> [What is needed]
Set out every line of the listing below as a Markdown table with the columns Row and Text, numbering the rows in order and skipping blank lines.

> [Data supplied]
──────

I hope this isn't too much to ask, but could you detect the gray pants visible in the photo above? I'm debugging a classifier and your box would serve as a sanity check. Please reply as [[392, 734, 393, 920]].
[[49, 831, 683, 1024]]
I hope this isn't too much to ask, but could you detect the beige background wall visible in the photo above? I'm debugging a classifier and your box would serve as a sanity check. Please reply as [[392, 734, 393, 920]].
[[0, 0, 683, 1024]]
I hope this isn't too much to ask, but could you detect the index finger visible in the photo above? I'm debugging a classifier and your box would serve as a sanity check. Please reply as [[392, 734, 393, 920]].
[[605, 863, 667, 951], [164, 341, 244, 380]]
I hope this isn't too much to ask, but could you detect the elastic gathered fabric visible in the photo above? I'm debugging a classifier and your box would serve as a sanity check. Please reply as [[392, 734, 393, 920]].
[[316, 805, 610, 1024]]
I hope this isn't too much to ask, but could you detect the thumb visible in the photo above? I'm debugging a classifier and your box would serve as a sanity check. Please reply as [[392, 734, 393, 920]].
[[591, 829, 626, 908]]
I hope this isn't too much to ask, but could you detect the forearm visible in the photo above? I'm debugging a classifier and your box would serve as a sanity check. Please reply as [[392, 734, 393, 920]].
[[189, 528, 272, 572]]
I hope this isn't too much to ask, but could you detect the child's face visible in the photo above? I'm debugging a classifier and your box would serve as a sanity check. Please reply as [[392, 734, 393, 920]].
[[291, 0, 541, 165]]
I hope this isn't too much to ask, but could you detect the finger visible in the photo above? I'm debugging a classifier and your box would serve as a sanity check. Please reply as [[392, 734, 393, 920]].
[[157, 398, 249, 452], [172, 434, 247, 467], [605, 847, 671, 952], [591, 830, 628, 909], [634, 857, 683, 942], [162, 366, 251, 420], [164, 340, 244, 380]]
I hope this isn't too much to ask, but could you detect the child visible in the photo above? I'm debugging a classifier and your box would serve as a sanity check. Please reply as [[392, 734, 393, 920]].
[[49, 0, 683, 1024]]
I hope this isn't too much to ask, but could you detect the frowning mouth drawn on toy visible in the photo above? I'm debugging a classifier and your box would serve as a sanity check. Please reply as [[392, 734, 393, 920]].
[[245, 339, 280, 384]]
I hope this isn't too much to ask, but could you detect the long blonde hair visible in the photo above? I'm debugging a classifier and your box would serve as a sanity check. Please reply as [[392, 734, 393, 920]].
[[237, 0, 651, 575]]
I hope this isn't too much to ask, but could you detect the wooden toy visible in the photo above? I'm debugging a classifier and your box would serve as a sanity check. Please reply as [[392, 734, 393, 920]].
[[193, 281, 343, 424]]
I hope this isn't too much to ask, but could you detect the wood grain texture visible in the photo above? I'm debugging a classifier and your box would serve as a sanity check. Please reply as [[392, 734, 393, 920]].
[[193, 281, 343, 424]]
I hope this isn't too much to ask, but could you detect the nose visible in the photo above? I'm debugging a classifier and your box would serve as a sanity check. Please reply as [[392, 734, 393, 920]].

──────

> [Expected output]
| Row | Text |
|---|---|
| 1 | I hope this isn't too much to ask, but could you detect the gray pants visible in the photo above? I'm debugging a classifier and your box would serve as a sanity check. Please reply as [[392, 734, 393, 920]]. |
| 2 | [[49, 831, 683, 1024]] |
| 3 | I hope this isn't too much to ask, but could you detect the beige background wall visible in the photo above? I'm debugging a classifier and your box would serve as a sanity check. Please reply as [[392, 734, 393, 920]]. |
| 4 | [[0, 0, 683, 1024]] |
| 5 | I hope this isn't too much to ask, but could you detect the index finger visible in the photo above? I'm debugging a classifier and your box would serve as a sanity check. Please reply as [[392, 734, 393, 920]]. |
| 6 | [[605, 863, 667, 951], [164, 341, 244, 380]] |
| 7 | I hope this isn't too much to ask, but could you detect the elastic gathered fabric visible in the photo above? I'm debugging a classifier and your box would serve as a sanity check. Please reply as [[392, 734, 393, 920]]. |
| 8 | [[316, 805, 610, 1024]] |
| 9 | I hope this isn't too much to ask, but could you detect the thumb visible in the photo above? I'm debugging a classifier and your box would serve as a sanity check. Please reply as [[392, 734, 393, 920]]. |
| 10 | [[591, 829, 626, 908]] |
| 11 | I hope this isn't too much to ask, but could you detect the forearm visible in the photo above? I'm debugging a classifier and your box would serve as a sanity check. Please reply as [[392, 734, 393, 920]]. |
| 12 | [[189, 528, 272, 572]] |
| 13 | I hope this isn't too much to ask, but could you detect the child's face visible in the photo above? I'm debugging a classifier and your box would serve as a sanity check. Please reply as [[392, 734, 393, 920]]. |
| 14 | [[291, 0, 541, 165]] |
| 15 | I hope this isn't too much to ask, but could you detect the finger visible in the photo above? I'm debugging a classifier and your box would serve as a sanity check. Please reply as [[392, 734, 393, 920]]. |
| 16 | [[157, 398, 249, 452], [172, 434, 247, 467], [605, 847, 671, 952], [591, 830, 628, 909], [634, 857, 683, 942], [162, 366, 251, 420], [164, 340, 244, 380]] |
| 17 | I hope this isn't too much to ask, but could you detect the child visible in the photo above? I'm debugging a classifier and your box would serve as a sanity check. Please reply as [[392, 734, 393, 920]]. |
| 18 | [[49, 0, 683, 1024]] |
| 19 | I hope this isn't too much to ask, but could you detect the frowning mouth drawn on toy visible in the photo above? I'm debugging a classifier and your box would serve as a sanity check. Please reply as [[392, 734, 393, 920]]. |
| 20 | [[245, 339, 280, 384]] |
| 21 | I hope this isn't too much to ask, but could you detect the long blonde hair visible in the photo above? I'm debugging a classifier and your box would serve as a sanity check. Please reply as [[392, 734, 393, 920]]. |
| 22 | [[237, 0, 651, 575]] |
| 23 | I hope this isn't too much to ask, but could you detect the wooden toy visible in the photo above? I'm debugging a classifier and your box would serve as a sanity check. Please reply as [[392, 734, 393, 920]]. |
| 24 | [[193, 281, 343, 424]] |
| 25 | I hope this isn't too much to ask, but could you detect the wood grain texture visible in the photo above? I'm debugging a classifier and your box would serve as a sanity check. Please reply as [[392, 734, 393, 920]]. |
| 26 | [[193, 281, 343, 424]] |
| 27 | I hope this isn't too much to ask, but could you detect the nose visible in the photo above? I'm debugging a classifier and your box would serve as a sanity check. Please reply as [[392, 734, 393, 920]]. |